### Point annotation dataset records
******************************
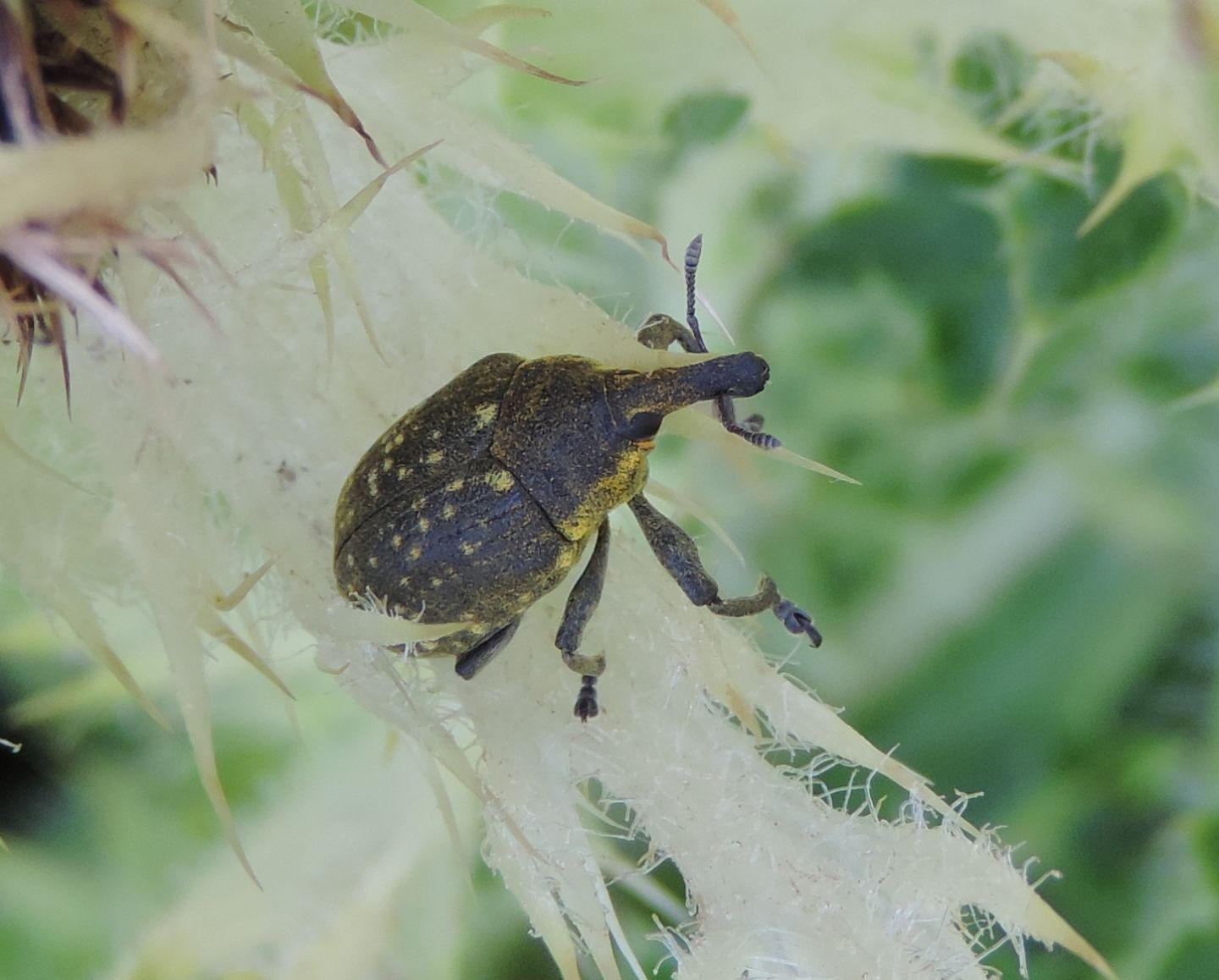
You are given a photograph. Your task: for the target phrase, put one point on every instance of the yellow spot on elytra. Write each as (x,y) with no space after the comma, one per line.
(499,479)
(484,415)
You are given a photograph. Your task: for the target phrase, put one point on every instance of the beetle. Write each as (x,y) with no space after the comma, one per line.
(482,498)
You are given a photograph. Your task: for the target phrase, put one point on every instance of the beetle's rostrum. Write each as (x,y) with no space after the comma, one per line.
(479,500)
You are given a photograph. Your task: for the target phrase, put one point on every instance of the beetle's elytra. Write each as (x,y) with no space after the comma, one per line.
(481,500)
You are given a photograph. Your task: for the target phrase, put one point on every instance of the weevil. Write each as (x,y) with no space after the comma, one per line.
(482,498)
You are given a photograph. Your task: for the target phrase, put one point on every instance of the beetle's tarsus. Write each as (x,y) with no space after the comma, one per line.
(587,700)
(797,620)
(582,603)
(764,598)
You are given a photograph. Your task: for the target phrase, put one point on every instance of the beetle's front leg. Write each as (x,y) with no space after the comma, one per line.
(581,605)
(473,647)
(676,551)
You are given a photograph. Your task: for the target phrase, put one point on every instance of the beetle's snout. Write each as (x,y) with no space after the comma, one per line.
(668,389)
(751,374)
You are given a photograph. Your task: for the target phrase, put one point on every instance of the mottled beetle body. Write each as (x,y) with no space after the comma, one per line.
(481,500)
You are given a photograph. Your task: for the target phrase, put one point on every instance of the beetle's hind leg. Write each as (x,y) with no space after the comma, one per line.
(581,605)
(473,647)
(676,551)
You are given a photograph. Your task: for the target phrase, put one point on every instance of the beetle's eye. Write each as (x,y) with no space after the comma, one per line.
(643,426)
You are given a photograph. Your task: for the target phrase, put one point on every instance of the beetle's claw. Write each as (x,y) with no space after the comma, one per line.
(797,620)
(587,700)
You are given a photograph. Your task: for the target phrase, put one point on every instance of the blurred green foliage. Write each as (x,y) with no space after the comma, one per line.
(1024,592)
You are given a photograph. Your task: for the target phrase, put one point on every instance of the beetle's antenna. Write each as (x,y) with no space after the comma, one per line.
(751,428)
(694,251)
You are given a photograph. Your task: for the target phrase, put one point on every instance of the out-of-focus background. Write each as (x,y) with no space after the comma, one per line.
(1022,597)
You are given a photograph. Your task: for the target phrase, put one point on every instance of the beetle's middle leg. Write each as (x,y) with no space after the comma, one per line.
(473,647)
(679,555)
(581,605)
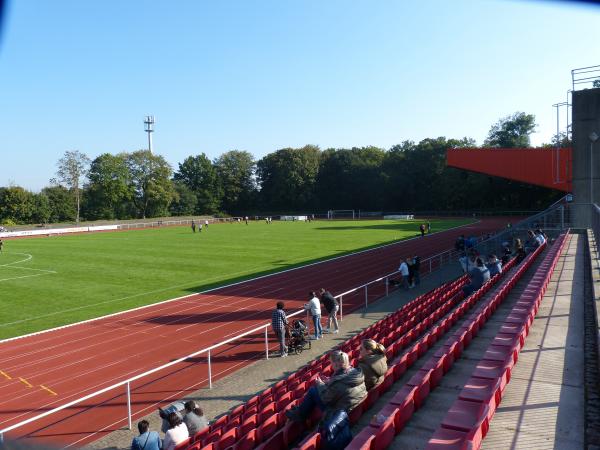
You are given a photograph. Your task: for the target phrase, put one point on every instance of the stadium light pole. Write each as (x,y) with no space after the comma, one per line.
(593,138)
(149,128)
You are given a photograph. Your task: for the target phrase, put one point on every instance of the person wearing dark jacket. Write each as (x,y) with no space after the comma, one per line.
(373,362)
(343,391)
(332,308)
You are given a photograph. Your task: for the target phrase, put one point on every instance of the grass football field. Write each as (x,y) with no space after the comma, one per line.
(51,281)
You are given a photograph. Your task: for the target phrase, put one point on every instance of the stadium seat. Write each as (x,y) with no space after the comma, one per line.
(247,441)
(311,442)
(363,440)
(183,444)
(266,428)
(227,439)
(385,434)
(248,424)
(467,416)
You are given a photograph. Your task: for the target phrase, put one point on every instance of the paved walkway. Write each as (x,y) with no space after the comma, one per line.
(542,407)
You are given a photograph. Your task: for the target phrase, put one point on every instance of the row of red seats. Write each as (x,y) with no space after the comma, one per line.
(467,421)
(378,435)
(406,360)
(258,420)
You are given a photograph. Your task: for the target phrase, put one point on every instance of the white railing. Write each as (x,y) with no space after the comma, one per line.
(430,264)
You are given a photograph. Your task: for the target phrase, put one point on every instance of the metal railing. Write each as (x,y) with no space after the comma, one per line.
(429,264)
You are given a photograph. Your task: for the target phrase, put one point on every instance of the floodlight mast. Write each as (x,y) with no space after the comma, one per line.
(149,128)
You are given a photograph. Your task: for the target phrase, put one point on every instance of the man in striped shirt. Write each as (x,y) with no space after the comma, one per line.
(279,322)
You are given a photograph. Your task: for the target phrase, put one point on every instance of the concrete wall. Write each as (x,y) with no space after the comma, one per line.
(586,156)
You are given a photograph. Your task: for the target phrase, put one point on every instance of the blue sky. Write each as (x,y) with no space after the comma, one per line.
(263,75)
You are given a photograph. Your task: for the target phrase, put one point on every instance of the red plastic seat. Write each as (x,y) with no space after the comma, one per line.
(436,365)
(267,428)
(183,444)
(292,430)
(247,441)
(275,442)
(200,435)
(363,440)
(248,424)
(228,438)
(421,381)
(311,442)
(385,434)
(467,416)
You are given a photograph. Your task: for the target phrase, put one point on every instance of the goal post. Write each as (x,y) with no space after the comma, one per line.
(341,214)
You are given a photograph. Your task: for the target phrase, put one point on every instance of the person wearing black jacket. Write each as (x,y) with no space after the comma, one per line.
(332,308)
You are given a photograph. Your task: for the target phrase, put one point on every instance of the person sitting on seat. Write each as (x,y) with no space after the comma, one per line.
(194,418)
(373,362)
(494,265)
(176,434)
(147,440)
(343,391)
(478,275)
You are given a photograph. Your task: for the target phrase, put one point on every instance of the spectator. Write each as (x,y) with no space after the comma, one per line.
(147,440)
(314,306)
(343,391)
(459,245)
(540,237)
(279,322)
(332,308)
(519,251)
(372,362)
(411,273)
(176,434)
(194,419)
(531,243)
(417,270)
(494,265)
(478,275)
(404,273)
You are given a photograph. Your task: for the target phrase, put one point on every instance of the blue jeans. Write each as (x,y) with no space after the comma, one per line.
(310,401)
(317,323)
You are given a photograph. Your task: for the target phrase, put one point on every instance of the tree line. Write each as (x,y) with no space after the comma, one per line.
(407,177)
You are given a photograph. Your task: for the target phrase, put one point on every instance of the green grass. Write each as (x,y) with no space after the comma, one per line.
(53,281)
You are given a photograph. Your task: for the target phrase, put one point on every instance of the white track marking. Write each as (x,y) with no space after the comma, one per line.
(26,276)
(195,293)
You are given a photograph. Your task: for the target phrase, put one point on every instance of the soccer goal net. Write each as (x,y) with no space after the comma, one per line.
(340,214)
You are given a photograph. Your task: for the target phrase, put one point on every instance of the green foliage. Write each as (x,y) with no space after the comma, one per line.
(16,204)
(150,183)
(72,169)
(511,131)
(235,171)
(101,273)
(108,193)
(200,176)
(60,201)
(184,201)
(288,177)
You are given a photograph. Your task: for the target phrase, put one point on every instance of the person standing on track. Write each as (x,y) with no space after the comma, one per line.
(314,306)
(332,307)
(279,323)
(147,440)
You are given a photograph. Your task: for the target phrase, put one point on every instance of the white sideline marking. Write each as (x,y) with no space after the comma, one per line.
(195,293)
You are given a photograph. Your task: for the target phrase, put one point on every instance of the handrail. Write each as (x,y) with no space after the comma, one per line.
(208,350)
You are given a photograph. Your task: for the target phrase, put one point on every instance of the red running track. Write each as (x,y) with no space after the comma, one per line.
(43,371)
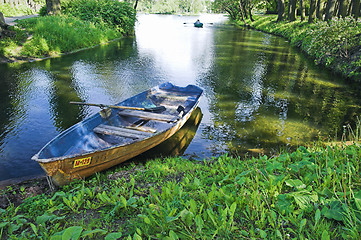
******************************
### What you should do
State how many lines of the data contain the word "spectator". Give only the number.

### Solution to this task
1